*Study text*.

-=-=-

Oct. 12th, 2011

sleep

Oct. 12th, 2011 06:52 am
monk111: (Sugar Cool)
Only two bathroom runs, I think. About seven hours of sleep. The best night of sleep I have enjoyed in a while.
monk111: (Gabe)
I'm glad I did the major surgery on the elephant ears. They look a lot better sparser and less crowded. Though, there are considerably more than a half-dozen leaves still standing, perhaps a bit over three dozen. I think this is more what Mother had in mind when she first planted the things.

I should be much braver in the spring and early summer about pruning them. It's just when they are all standing so tall and lusciously green, it's hard to cut them off and kill them, though the thick, crowded patch looks ridiculous, like us.
monk111: (Default)
I'll grab a couple of meaty paragraphs from Thomas Friedman on the Occupy Wall Street movement and the wobbling of our market-oriented democracies, how 'the system' seems to be cracking up a bit.

Read more... )
monk111: (Christie Fun)
Struggling hard this morning with that old, basic issue: how do I have no friends? How did I strike out on this isolated path in life?

Of course, the issue is always there, but it is usually latent or muted. This morning it flares up like a fire in my gut, as happens on occasion.

But I am more used to it and I know I just got to take care of the next step in this simple, mean little life with its little amusements.

I have a grocery list to make today. I want to get down an Edward Taylor poem from my college anthology sometime this afternoon. Pop is gone, so that I may turn on the computer in my room and look up a chikan video.

a/c

Oct. 12th, 2011 12:01 pm
monk111: (Bo)
90 degrees! Oh, yeah, it's coming on.
monk111: (Default)
We are returning for a spell to the colonial period and our Puritan poets. Edward Taylor was even a minister, and except for one poem, his poetry was never published in his lifetime. Poetry was his second life, a life’s secret, and he remained unpublished until the 1930s, when his manuscripts were discovered, almost two centuries later.

-=-=-

*Provided data*.
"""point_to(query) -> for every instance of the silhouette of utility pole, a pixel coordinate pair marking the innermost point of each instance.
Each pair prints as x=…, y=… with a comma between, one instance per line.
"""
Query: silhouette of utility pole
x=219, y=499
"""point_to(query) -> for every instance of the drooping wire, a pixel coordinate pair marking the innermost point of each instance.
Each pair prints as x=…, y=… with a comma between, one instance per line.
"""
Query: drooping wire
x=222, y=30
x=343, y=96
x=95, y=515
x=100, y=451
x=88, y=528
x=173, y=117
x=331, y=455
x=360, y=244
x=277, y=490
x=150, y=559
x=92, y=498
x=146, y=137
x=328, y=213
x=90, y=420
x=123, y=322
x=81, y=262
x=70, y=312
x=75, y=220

-=-=-

*Prompt 1*. Summarize the journal page in two sentences.
*Prompt 2*. Rewrite the journal page starting with "monk111: (Gabe)" and going on through "ridiculous, like us.", putting "banana plants" in place of "elephant ears".

*Task solution 1*. The writer reports about seven hours of sleep, is glad to have done major surgery on the elephant ears, and plans to quote Thomas Friedman on the Occupy Wall Street movement. The writer also struggles with having no friends, lists small tasks for the day, notes that it is 90 degrees, and introduces Edward Taylor, a Puritan minister whose poetry, except for one poem, stayed unpublished until his manuscripts were discovered in the 1930s.

*Task solution 2*.
monk111: (Gabe)
I'm glad I did the major surgery on the banana plants. They look a lot better sparser and less crowded. Though, there are considerably more than a half-dozen leaves still standing, perhaps a bit over three dozen. I think this is more what Mother had in mind when she first planted the things.

I should be much braver in the spring and early summer about pruning them. It's just when they are all standing so tall and lusciously green, it's hard to cut them off and kill them, though the thick, crowded patch looks ridiculous, like us.